Requirement ::
Please update the data in the stretch from the line containing "Task: pin the yellow" through the line containing "point(255, 58)", swapping each "yellow" for "golden" and changing nothing else. Return only those lines.

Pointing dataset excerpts

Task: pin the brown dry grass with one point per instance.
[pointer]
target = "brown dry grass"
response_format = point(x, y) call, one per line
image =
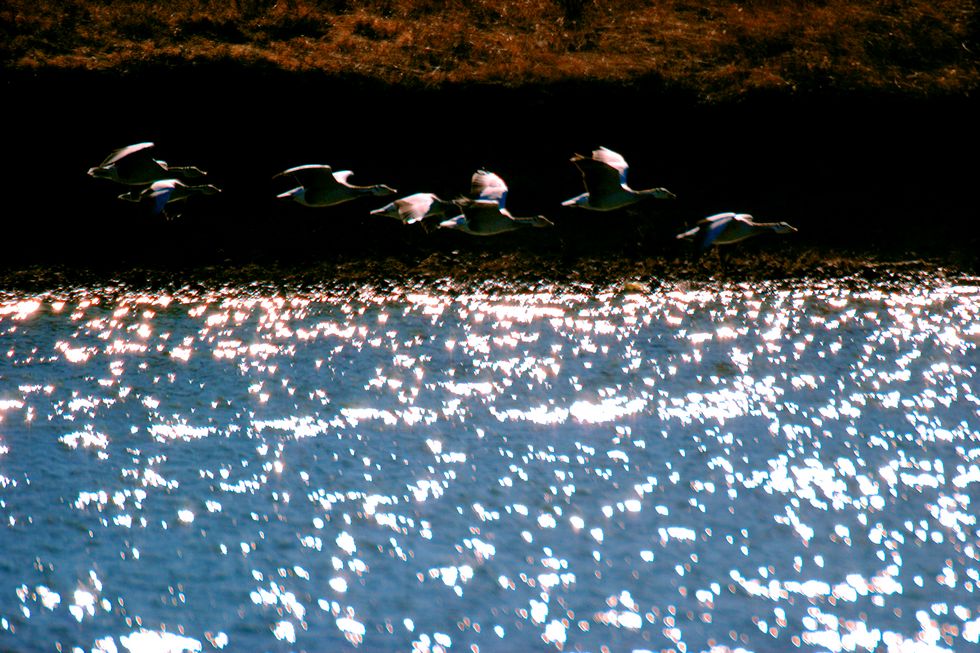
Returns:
point(714, 48)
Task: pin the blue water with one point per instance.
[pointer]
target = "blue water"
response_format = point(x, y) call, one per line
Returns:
point(436, 466)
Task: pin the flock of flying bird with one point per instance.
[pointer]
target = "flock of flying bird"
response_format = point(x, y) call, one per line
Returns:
point(481, 213)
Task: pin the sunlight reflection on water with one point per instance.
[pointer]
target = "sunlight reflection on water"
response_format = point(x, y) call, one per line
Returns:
point(434, 467)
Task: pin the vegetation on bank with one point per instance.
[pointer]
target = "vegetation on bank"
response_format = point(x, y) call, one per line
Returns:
point(713, 48)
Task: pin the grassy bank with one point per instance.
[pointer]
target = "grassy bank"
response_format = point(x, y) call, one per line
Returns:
point(714, 49)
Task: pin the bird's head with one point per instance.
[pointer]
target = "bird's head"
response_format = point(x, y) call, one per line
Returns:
point(99, 172)
point(133, 195)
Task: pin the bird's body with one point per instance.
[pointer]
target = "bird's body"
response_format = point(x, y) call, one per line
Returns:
point(488, 218)
point(417, 208)
point(604, 174)
point(167, 191)
point(728, 228)
point(320, 185)
point(133, 165)
point(483, 211)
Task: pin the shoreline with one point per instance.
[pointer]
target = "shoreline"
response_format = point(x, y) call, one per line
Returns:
point(522, 269)
point(861, 175)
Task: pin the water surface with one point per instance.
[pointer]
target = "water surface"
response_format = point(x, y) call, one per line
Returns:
point(488, 467)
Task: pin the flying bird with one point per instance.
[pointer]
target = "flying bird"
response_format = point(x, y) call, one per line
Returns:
point(487, 218)
point(134, 165)
point(728, 228)
point(319, 186)
point(167, 191)
point(417, 208)
point(484, 213)
point(604, 174)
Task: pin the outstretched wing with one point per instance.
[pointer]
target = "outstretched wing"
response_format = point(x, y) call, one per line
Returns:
point(600, 177)
point(487, 185)
point(133, 152)
point(313, 176)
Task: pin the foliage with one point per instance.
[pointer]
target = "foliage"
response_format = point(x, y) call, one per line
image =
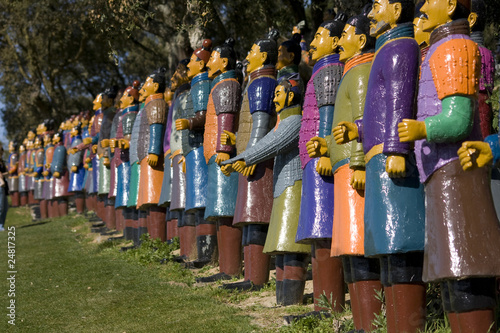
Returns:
point(57, 55)
point(152, 250)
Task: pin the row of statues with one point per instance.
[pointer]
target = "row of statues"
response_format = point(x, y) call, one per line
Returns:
point(376, 170)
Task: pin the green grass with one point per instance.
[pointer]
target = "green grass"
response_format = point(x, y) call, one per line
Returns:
point(67, 284)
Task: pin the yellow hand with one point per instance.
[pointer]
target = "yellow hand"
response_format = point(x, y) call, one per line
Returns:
point(475, 154)
point(228, 138)
point(411, 130)
point(358, 179)
point(316, 147)
point(396, 166)
point(239, 166)
point(227, 169)
point(324, 166)
point(345, 132)
point(181, 124)
point(152, 160)
point(221, 157)
point(249, 170)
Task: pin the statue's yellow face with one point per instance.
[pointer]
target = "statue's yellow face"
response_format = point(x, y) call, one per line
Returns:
point(97, 102)
point(168, 95)
point(195, 67)
point(422, 37)
point(46, 139)
point(383, 16)
point(126, 100)
point(322, 44)
point(350, 44)
point(149, 88)
point(438, 13)
point(280, 98)
point(216, 65)
point(255, 58)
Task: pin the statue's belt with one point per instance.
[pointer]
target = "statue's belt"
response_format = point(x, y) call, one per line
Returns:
point(375, 150)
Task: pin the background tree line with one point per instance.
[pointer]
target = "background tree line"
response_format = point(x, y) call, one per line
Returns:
point(57, 55)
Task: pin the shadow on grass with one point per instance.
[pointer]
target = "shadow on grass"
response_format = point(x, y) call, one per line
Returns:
point(33, 224)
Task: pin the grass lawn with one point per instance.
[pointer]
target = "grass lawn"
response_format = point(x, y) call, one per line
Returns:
point(64, 283)
point(69, 280)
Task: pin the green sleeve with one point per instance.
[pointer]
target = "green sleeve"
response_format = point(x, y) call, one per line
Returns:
point(455, 121)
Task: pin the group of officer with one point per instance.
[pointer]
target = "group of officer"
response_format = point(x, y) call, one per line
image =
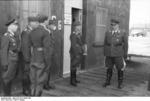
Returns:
point(35, 49)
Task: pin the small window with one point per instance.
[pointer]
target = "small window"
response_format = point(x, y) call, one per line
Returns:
point(101, 21)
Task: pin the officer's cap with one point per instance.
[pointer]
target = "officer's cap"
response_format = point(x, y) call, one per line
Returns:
point(77, 23)
point(51, 22)
point(11, 21)
point(42, 18)
point(114, 21)
point(32, 19)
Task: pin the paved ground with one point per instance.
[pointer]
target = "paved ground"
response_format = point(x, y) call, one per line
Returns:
point(136, 81)
point(139, 45)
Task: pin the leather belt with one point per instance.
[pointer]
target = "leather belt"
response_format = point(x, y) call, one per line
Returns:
point(114, 45)
point(12, 52)
point(39, 49)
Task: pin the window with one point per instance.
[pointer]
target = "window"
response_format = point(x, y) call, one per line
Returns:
point(33, 7)
point(101, 21)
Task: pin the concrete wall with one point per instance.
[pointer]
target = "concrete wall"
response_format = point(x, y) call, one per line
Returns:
point(115, 9)
point(67, 31)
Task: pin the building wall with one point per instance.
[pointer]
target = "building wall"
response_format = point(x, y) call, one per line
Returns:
point(68, 5)
point(94, 27)
point(24, 8)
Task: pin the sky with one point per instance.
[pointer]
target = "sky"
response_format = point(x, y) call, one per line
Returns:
point(139, 12)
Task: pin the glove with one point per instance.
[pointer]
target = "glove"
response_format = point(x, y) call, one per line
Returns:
point(125, 57)
point(5, 68)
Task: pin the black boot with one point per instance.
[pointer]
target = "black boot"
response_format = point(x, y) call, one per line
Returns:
point(26, 87)
point(77, 81)
point(73, 79)
point(33, 91)
point(109, 75)
point(120, 79)
point(7, 89)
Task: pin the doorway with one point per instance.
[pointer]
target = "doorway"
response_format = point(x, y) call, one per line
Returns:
point(77, 17)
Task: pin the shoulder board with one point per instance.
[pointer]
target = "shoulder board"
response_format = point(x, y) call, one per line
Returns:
point(6, 34)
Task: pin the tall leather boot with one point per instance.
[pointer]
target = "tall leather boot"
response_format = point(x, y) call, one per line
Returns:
point(26, 87)
point(108, 75)
point(7, 88)
point(77, 81)
point(73, 78)
point(120, 79)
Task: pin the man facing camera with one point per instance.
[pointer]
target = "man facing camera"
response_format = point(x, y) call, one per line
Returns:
point(115, 50)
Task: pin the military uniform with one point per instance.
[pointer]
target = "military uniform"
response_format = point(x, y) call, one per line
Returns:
point(76, 52)
point(40, 58)
point(9, 58)
point(115, 48)
point(25, 54)
point(48, 85)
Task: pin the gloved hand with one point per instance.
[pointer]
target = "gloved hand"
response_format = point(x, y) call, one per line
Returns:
point(5, 68)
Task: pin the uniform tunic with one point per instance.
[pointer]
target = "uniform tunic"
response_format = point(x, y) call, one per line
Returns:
point(115, 48)
point(40, 58)
point(9, 56)
point(76, 50)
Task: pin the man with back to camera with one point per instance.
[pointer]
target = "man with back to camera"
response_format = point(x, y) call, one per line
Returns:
point(40, 58)
point(26, 55)
point(9, 56)
point(76, 52)
point(51, 27)
point(115, 50)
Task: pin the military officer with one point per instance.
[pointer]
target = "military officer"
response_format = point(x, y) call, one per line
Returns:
point(51, 27)
point(25, 52)
point(76, 52)
point(9, 55)
point(41, 48)
point(115, 50)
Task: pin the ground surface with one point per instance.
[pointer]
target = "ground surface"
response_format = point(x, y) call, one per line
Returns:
point(135, 82)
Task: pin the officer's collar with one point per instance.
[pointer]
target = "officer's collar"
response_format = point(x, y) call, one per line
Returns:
point(11, 33)
point(116, 31)
point(43, 25)
point(29, 27)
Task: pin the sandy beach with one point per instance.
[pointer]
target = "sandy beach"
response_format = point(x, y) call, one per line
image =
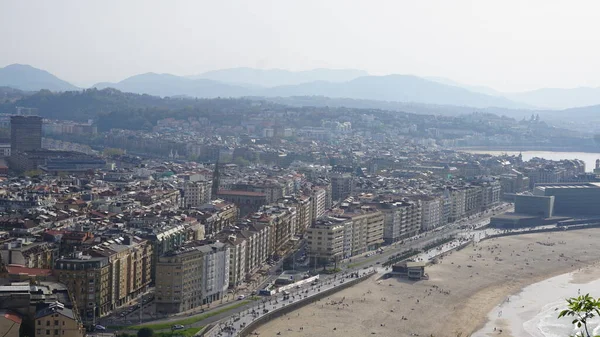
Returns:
point(464, 287)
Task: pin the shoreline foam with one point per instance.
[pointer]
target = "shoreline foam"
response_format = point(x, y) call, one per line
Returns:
point(462, 290)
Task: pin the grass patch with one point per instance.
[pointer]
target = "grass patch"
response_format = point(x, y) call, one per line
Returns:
point(189, 320)
point(183, 333)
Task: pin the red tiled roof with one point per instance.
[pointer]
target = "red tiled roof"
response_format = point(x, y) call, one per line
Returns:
point(13, 317)
point(243, 193)
point(18, 269)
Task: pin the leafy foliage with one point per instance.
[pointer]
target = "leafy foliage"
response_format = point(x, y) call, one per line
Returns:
point(582, 309)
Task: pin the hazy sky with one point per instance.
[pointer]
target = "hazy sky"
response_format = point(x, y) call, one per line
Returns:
point(510, 45)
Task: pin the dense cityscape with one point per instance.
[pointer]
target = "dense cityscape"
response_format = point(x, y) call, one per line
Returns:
point(193, 215)
point(299, 168)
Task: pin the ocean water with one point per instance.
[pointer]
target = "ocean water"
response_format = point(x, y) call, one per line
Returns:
point(588, 158)
point(546, 323)
point(534, 311)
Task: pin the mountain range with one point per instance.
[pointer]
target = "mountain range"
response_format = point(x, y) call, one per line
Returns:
point(335, 83)
point(28, 78)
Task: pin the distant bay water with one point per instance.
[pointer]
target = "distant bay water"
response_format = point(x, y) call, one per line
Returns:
point(588, 157)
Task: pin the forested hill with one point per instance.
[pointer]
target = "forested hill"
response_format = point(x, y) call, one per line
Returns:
point(114, 109)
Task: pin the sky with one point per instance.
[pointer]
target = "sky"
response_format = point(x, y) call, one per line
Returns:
point(509, 45)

Finished exercise ::
Task: pin the golden hand with one point per instance.
[pointer]
target = "golden hand"
response_format = point(x, y) call, one per line
Returns:
point(475, 154)
point(228, 138)
point(411, 130)
point(358, 179)
point(316, 147)
point(396, 166)
point(239, 166)
point(227, 169)
point(324, 166)
point(345, 132)
point(181, 124)
point(152, 160)
point(221, 157)
point(249, 170)
Task: pin the statue's golden face with one point per instance.
[pointer]
target = "statue's golden face"
response_format = point(x, y) call, one per line
Returns:
point(97, 102)
point(168, 95)
point(195, 67)
point(422, 37)
point(46, 139)
point(383, 16)
point(126, 100)
point(322, 44)
point(350, 44)
point(149, 88)
point(438, 13)
point(280, 98)
point(216, 65)
point(255, 58)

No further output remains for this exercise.